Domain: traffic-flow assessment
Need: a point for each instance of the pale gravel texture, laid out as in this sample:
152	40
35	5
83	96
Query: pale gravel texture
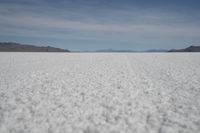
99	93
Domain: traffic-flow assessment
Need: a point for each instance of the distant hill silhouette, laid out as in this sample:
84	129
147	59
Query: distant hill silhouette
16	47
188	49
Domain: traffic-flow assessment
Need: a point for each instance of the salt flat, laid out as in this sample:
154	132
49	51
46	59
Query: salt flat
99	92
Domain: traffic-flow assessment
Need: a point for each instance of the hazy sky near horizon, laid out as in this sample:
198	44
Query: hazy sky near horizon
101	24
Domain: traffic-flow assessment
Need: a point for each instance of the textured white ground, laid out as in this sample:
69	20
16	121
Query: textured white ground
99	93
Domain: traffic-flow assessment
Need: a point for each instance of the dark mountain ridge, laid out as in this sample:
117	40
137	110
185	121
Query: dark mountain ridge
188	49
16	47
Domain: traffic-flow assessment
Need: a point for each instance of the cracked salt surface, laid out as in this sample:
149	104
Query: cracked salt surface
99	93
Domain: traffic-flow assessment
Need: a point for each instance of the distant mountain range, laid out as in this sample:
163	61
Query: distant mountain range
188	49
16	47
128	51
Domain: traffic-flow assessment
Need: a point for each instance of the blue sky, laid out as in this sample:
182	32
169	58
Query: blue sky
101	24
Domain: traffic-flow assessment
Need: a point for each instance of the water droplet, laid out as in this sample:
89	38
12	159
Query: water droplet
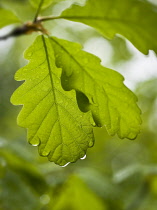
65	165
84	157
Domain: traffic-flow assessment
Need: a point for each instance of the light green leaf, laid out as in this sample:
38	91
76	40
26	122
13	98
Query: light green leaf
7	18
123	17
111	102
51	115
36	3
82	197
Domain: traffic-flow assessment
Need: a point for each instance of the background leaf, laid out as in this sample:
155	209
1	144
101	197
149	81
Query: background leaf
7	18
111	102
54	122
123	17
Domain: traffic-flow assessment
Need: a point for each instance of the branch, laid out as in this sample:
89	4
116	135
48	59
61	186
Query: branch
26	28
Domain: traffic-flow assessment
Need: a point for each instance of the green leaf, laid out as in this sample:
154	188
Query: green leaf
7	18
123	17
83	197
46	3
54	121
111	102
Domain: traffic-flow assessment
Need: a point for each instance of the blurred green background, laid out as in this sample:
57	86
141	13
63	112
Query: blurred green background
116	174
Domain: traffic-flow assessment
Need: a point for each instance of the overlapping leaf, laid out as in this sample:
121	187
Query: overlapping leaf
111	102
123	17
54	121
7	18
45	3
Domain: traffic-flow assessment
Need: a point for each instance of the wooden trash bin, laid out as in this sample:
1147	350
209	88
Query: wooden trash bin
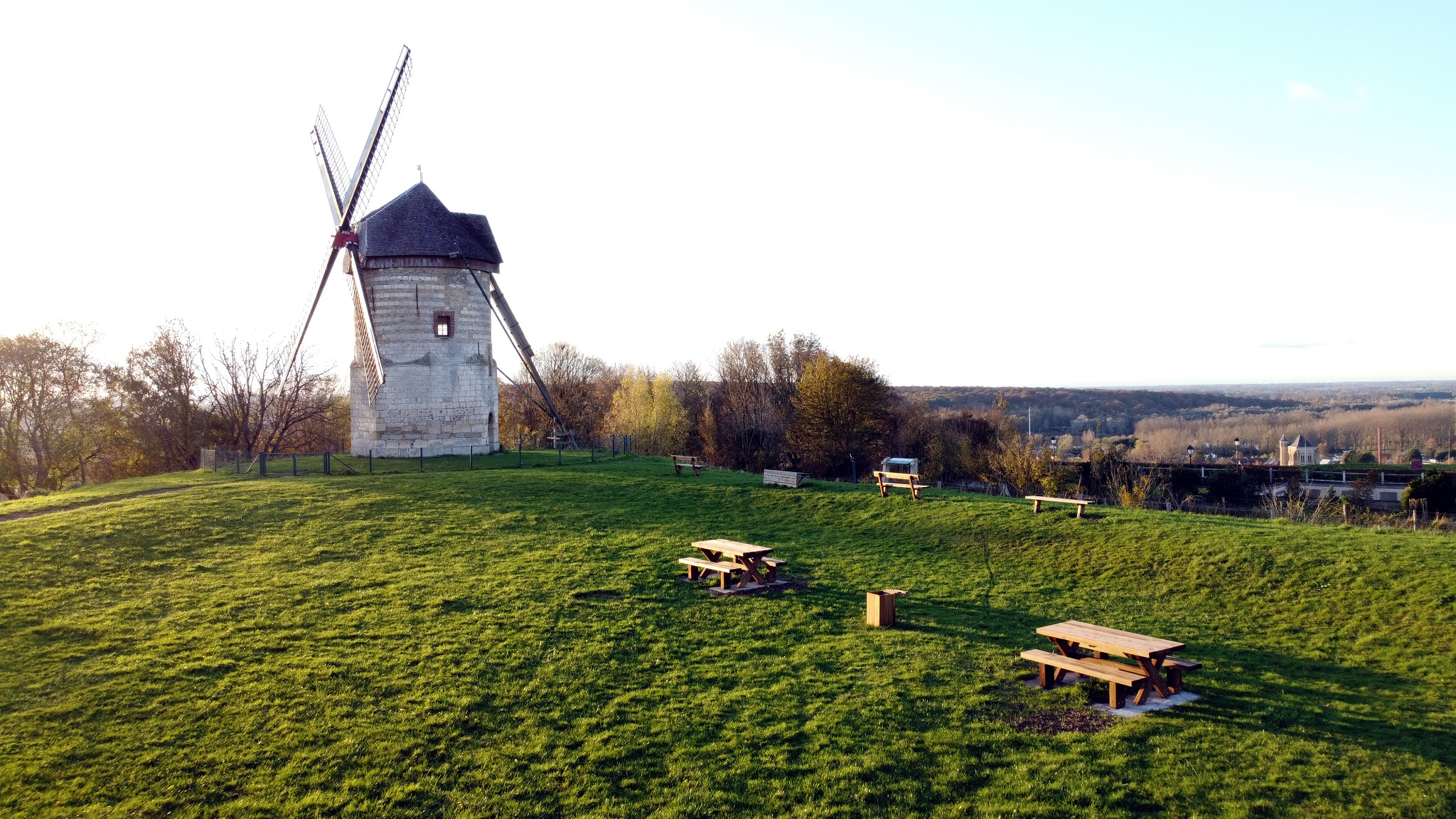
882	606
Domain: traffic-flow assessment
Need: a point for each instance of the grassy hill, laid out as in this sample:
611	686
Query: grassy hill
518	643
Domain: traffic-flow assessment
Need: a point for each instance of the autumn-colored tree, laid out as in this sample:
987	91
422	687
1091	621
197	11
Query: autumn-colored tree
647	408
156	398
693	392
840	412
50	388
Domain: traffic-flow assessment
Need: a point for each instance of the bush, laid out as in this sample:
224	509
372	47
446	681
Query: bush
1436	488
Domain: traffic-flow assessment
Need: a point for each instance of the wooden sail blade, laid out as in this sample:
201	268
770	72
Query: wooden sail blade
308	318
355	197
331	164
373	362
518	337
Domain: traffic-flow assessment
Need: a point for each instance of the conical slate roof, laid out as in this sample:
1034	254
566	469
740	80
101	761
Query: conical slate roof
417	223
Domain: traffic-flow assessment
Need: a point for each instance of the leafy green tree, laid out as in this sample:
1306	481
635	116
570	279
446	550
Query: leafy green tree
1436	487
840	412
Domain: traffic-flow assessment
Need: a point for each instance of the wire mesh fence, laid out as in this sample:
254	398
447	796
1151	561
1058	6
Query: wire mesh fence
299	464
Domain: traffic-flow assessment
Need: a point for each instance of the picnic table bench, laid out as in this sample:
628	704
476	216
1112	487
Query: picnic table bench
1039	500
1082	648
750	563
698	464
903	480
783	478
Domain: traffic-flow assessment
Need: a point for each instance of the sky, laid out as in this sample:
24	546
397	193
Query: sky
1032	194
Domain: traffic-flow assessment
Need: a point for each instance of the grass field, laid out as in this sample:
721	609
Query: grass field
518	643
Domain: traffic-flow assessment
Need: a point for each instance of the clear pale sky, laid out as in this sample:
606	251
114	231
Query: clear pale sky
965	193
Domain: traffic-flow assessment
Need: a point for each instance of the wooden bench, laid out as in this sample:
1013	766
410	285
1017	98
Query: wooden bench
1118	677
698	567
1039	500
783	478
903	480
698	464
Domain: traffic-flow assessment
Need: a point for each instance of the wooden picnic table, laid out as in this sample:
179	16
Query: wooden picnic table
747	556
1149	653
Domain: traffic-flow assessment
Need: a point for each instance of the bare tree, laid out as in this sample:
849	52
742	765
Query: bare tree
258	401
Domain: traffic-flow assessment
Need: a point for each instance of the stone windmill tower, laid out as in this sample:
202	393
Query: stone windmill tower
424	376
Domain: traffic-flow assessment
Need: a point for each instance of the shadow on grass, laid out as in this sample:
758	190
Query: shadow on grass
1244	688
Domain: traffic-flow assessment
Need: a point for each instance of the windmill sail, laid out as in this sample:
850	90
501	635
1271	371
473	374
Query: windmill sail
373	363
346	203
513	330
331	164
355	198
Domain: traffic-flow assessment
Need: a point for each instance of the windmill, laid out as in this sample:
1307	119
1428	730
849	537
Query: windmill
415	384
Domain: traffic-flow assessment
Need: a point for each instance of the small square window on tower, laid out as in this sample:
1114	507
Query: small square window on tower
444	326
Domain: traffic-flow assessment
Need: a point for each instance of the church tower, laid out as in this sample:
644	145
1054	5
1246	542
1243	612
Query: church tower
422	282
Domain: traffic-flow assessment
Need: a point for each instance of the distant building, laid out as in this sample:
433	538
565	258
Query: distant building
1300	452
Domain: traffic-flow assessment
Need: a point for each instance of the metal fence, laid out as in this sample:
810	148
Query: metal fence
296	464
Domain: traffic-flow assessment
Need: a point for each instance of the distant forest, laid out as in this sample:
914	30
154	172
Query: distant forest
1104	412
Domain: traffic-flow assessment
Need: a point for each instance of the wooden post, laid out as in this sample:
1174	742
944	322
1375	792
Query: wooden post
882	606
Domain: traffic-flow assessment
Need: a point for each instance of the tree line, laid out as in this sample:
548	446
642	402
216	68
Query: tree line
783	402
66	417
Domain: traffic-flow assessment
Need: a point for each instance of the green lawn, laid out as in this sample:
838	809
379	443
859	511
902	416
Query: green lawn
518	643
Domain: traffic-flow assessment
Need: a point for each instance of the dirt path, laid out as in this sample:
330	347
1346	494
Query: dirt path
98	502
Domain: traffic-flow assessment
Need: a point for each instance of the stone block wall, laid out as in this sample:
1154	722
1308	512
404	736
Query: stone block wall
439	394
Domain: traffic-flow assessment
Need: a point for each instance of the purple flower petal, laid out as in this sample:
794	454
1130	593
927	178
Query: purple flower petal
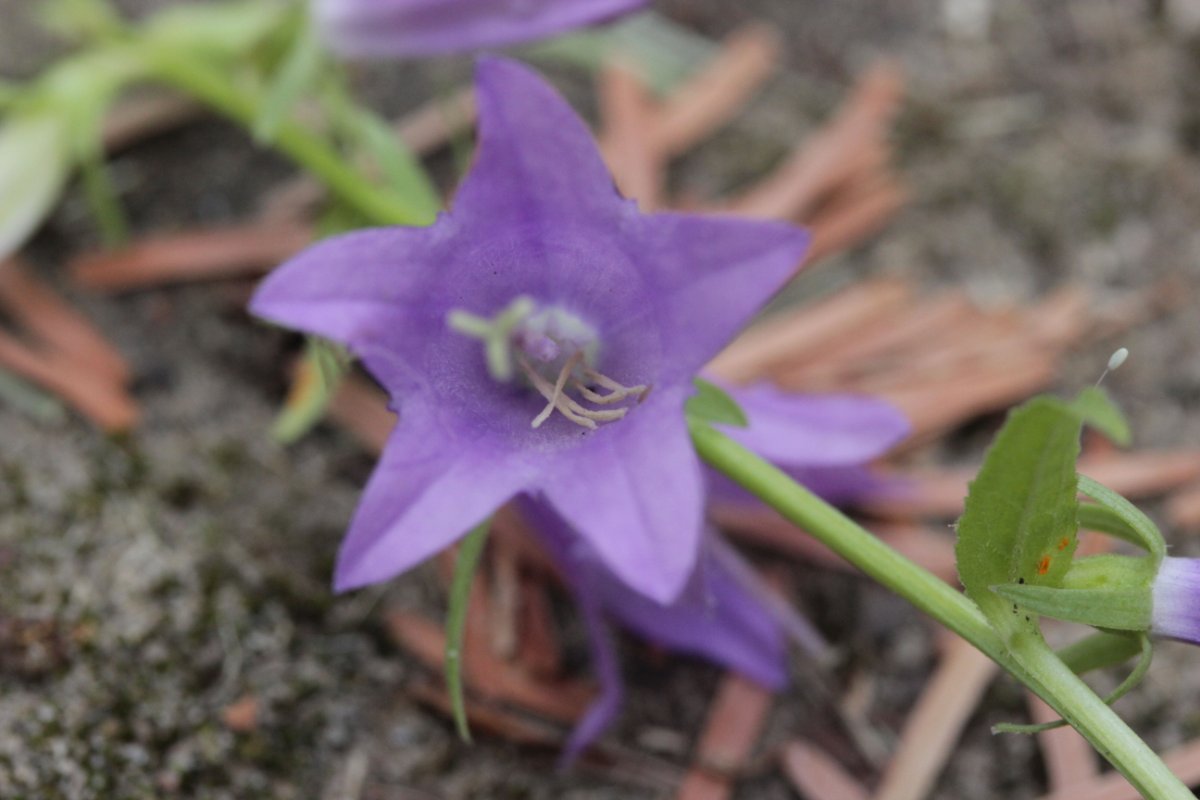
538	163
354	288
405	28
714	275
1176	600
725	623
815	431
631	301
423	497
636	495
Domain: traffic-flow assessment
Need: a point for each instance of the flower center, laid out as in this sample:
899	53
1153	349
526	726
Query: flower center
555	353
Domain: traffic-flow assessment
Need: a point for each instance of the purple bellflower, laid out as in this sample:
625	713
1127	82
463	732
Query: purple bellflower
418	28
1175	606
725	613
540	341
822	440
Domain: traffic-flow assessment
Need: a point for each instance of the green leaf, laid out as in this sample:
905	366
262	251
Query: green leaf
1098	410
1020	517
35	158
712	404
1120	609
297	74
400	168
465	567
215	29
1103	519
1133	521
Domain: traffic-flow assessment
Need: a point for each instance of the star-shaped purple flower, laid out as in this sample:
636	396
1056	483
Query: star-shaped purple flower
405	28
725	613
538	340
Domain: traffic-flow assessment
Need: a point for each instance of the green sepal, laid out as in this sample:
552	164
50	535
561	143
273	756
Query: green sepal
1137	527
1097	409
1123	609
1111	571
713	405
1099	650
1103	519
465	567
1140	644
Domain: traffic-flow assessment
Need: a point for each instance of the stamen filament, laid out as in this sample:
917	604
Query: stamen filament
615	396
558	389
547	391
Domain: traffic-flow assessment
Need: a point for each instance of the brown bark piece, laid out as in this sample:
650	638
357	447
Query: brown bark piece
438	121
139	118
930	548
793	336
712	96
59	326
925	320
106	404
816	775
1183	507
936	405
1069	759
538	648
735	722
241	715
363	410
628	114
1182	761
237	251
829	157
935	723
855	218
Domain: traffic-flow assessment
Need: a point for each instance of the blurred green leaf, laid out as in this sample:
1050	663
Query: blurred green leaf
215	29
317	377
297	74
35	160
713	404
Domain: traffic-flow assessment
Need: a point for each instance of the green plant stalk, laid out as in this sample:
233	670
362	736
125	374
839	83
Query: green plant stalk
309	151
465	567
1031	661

* * *

- Objectif: Rassemblez, en les recopiant, toutes les lignes des données qui contiennent la chaîne « stalk ».

- Réponse attendue:
Need: a point for each instance of the green plant stalk, laid out as in this sample:
Query: green plant stalk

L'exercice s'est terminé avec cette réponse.